To support secure dynamic operations, we design a variant of bucket construction. Accordingly, \(\mathsf {Insert}\) and \(\mathsf {Delete}\) are proposed to add and remove an identifier from the encrypted index, respectively. We note that updating a given record causes the change of its LSH hash values. As a result, its identifier will be relocated by first triggering \(\mathsf {Delete}\) and then \(\mathsf {Insert}\).

Explicitly, we store the state information of ciphertext at the server, and ask the client to use fresh random masks generated from the state information to re-encrypt all the buckets which have been accessed in a given query. During the update, the bucket, whose underlying content is truly modified, is hidden due to the re-encryption. In particular, we design the bucket in the format such as: \(B^* = (P(K_5, s) \oplus A || v_j, Enc(K_4, s))\), where \(K_4\) and \(K_5\) are private keys, \(v_j\) is used to guarantee the correctness of \(\mathsf {Search}\), and the fresh random mask is generated by updating a random seed s. We note that the setup phase and the insertion phase remain unchanged when building the dynamic index. Only the encryption phase is different.

**WRITTEN EXERCISE A:** Gather every line of the listing that contains the word "window".

**MATERIAL FOR THIS TASK:**

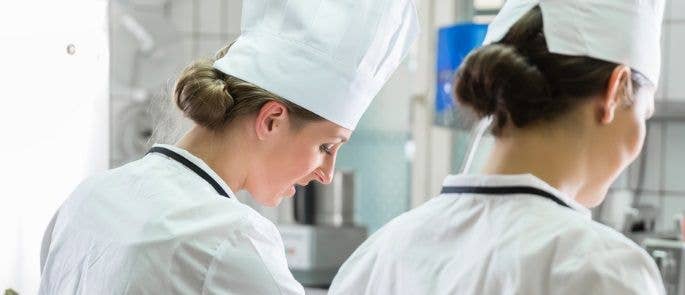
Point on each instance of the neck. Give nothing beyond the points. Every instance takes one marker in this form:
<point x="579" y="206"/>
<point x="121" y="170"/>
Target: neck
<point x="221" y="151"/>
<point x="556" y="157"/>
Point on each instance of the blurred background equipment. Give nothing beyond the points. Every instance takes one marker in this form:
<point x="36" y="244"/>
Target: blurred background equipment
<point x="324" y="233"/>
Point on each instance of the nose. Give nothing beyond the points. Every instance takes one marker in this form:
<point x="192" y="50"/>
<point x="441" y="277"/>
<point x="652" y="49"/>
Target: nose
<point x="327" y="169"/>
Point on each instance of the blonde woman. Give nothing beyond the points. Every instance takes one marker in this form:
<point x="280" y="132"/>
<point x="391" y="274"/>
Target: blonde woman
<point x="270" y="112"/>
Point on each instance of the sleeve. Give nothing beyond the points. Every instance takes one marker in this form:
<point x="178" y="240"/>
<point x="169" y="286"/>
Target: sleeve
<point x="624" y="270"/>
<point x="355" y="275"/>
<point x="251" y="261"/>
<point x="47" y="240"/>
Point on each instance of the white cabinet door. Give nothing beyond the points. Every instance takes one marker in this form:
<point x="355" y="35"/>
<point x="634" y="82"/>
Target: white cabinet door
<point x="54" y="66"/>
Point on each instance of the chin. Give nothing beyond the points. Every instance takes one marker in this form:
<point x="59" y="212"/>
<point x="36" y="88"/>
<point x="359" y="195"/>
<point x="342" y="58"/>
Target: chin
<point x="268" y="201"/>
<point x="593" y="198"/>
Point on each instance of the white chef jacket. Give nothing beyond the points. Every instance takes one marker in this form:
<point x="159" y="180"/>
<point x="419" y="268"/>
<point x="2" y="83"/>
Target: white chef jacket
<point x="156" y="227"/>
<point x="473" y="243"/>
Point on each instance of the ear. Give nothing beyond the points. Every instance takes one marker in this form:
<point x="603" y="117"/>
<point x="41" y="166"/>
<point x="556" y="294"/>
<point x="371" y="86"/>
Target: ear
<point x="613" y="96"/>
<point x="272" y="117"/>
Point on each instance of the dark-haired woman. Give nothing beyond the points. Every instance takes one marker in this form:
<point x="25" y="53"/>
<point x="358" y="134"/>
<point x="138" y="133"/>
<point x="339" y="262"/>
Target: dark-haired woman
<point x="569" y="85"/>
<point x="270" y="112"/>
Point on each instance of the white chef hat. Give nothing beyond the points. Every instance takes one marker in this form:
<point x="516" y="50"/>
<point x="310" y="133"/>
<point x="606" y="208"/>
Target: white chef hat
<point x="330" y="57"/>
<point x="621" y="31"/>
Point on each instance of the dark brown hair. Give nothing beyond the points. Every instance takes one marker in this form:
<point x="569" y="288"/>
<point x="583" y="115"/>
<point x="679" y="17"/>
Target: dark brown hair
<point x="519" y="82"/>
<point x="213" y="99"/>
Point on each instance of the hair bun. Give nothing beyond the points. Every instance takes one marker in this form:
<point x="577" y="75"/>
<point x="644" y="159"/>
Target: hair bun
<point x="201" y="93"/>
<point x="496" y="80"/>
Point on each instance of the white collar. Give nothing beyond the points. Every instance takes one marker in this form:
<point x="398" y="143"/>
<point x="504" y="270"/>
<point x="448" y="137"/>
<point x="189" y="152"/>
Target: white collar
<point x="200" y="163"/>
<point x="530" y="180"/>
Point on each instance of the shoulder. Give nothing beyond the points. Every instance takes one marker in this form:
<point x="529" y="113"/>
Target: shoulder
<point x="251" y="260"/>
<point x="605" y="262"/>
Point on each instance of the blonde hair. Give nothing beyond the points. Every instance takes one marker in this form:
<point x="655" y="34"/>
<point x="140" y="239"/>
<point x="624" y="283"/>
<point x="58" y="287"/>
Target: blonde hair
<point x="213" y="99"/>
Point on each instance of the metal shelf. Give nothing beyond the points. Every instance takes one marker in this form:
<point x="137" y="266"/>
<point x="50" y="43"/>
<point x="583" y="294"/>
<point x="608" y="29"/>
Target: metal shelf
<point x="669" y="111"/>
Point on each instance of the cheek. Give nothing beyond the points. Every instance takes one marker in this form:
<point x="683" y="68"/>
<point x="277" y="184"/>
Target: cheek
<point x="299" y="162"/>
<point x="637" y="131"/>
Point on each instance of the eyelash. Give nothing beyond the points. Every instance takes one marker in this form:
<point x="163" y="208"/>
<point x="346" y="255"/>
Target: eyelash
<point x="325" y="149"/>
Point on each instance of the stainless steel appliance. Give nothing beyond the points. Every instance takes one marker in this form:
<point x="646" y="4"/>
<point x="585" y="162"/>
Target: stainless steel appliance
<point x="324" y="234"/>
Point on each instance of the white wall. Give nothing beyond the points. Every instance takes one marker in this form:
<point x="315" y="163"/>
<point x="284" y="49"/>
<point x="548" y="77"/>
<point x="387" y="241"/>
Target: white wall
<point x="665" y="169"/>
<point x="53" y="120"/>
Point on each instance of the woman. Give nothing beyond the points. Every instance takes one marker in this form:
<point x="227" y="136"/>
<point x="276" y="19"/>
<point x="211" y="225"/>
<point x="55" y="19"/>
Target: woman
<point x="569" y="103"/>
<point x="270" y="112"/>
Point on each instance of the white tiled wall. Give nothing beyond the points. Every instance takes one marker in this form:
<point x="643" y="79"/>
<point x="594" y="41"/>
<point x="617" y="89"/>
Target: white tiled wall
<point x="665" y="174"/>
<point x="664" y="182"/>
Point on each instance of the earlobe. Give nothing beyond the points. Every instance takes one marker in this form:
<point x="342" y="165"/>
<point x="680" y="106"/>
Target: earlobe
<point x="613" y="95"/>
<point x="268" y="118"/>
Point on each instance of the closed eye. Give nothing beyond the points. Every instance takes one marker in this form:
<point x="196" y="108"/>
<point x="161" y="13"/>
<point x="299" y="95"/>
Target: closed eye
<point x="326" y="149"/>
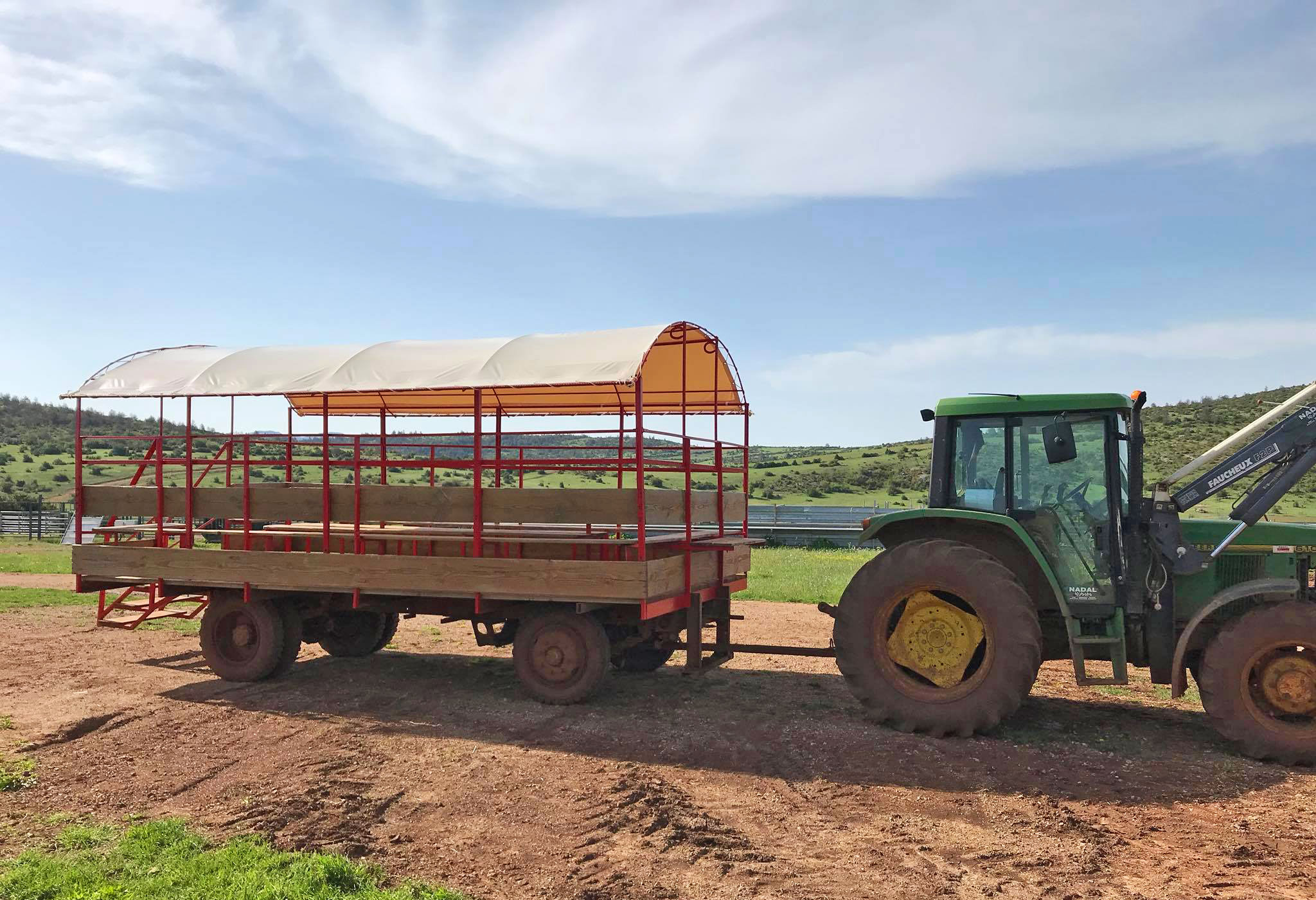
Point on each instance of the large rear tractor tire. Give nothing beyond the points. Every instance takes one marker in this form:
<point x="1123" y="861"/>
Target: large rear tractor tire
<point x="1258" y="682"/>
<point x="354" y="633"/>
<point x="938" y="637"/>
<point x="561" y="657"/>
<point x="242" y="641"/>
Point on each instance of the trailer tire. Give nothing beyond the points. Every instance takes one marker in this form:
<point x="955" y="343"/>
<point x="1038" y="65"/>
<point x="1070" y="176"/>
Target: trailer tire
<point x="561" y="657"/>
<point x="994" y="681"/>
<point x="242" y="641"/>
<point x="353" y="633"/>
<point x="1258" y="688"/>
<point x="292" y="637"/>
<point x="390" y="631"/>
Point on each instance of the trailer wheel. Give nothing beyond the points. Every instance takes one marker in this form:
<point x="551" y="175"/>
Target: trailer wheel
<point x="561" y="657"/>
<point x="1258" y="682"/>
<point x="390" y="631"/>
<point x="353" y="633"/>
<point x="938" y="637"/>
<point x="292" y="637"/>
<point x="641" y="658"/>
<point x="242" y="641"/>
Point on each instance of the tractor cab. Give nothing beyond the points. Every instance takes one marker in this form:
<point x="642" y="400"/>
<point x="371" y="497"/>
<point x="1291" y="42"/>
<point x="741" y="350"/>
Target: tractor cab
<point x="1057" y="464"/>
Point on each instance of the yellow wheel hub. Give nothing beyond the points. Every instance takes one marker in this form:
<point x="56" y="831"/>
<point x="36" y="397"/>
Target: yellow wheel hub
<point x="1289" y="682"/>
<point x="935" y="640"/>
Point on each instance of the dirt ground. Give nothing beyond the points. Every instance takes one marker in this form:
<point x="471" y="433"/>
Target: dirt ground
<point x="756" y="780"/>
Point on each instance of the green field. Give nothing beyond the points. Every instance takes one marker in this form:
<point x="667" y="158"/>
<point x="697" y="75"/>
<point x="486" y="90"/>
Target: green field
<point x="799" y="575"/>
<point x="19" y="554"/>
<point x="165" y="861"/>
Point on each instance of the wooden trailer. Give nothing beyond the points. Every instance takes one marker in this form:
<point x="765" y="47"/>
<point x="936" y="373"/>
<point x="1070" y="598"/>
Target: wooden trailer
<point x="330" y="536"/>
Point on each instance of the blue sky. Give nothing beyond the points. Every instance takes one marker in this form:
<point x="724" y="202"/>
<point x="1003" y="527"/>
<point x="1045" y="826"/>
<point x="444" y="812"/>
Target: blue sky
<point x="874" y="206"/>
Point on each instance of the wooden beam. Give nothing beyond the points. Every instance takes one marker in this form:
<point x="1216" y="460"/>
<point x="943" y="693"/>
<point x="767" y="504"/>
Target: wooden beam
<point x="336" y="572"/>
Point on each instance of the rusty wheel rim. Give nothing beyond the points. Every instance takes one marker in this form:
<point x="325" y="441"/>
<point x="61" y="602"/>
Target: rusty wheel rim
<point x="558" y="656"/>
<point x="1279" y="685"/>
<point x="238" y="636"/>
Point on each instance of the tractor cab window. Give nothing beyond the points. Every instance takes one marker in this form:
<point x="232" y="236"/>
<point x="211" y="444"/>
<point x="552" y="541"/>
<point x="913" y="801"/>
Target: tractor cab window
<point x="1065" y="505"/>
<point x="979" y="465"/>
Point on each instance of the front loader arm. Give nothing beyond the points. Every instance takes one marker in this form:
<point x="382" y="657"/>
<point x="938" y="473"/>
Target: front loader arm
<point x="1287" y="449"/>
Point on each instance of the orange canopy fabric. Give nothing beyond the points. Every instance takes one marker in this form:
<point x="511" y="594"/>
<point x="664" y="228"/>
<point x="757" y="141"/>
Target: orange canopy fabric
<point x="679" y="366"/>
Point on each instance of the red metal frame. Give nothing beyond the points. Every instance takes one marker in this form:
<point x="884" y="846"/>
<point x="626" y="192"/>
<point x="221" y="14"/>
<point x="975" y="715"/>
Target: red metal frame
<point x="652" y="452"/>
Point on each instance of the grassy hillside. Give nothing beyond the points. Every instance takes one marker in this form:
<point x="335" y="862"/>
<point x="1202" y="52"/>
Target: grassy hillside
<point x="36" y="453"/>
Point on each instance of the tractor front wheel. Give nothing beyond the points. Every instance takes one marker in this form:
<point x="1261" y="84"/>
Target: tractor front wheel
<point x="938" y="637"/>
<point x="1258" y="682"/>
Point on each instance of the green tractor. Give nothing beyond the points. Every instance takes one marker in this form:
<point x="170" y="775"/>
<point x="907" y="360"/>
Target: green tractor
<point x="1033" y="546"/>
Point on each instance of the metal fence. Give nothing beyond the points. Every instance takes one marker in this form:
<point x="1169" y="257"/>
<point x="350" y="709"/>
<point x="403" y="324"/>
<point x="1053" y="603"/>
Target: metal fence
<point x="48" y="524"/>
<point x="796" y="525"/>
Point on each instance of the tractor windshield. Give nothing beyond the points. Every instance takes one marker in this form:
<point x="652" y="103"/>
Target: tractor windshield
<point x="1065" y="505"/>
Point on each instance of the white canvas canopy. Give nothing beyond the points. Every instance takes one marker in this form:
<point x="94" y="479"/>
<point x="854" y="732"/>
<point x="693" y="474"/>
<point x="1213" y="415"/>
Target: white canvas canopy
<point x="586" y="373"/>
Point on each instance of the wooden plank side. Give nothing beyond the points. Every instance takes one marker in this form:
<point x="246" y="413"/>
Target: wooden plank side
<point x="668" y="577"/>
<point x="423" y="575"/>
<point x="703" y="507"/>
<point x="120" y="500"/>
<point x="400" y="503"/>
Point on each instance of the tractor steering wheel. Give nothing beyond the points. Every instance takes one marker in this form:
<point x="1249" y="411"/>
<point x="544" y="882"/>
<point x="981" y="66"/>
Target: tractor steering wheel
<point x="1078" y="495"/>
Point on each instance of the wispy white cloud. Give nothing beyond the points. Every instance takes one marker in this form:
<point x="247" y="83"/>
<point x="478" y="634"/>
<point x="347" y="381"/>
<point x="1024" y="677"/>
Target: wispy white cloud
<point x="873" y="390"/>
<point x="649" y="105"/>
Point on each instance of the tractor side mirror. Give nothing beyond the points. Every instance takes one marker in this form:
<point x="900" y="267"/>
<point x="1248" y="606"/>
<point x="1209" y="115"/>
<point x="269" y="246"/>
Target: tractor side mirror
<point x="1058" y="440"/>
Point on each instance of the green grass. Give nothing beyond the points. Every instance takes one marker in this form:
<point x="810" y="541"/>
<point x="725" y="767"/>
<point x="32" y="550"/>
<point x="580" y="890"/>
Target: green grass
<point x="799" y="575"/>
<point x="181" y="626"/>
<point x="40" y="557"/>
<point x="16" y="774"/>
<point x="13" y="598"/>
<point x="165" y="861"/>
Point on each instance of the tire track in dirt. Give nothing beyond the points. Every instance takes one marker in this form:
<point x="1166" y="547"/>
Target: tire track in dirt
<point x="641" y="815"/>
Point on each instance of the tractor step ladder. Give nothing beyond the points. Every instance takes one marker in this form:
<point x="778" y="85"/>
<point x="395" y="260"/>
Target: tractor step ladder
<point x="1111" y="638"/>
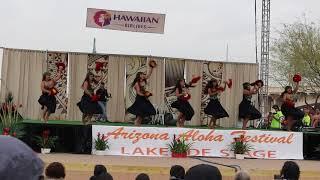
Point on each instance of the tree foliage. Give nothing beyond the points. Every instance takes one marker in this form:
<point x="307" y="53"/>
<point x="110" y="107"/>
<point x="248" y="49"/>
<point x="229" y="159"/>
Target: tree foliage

**WRITTEN EXERCISE B:** In the passage on dynamic encrypted indexes, why is a record's identifier relocated with Delete followed by Insert when that record is updated?

**TASK SOLUTION A:**
Point on each instance of the tractor cab window. Give nothing beyond the points. Every instance takes one marker in this form:
Target: tractor cab window

**TASK SOLUTION B:** Updating a record changes its LSH hash values. Its identifier therefore has to be moved: Delete first removes it from the encrypted index, and Insert then adds it.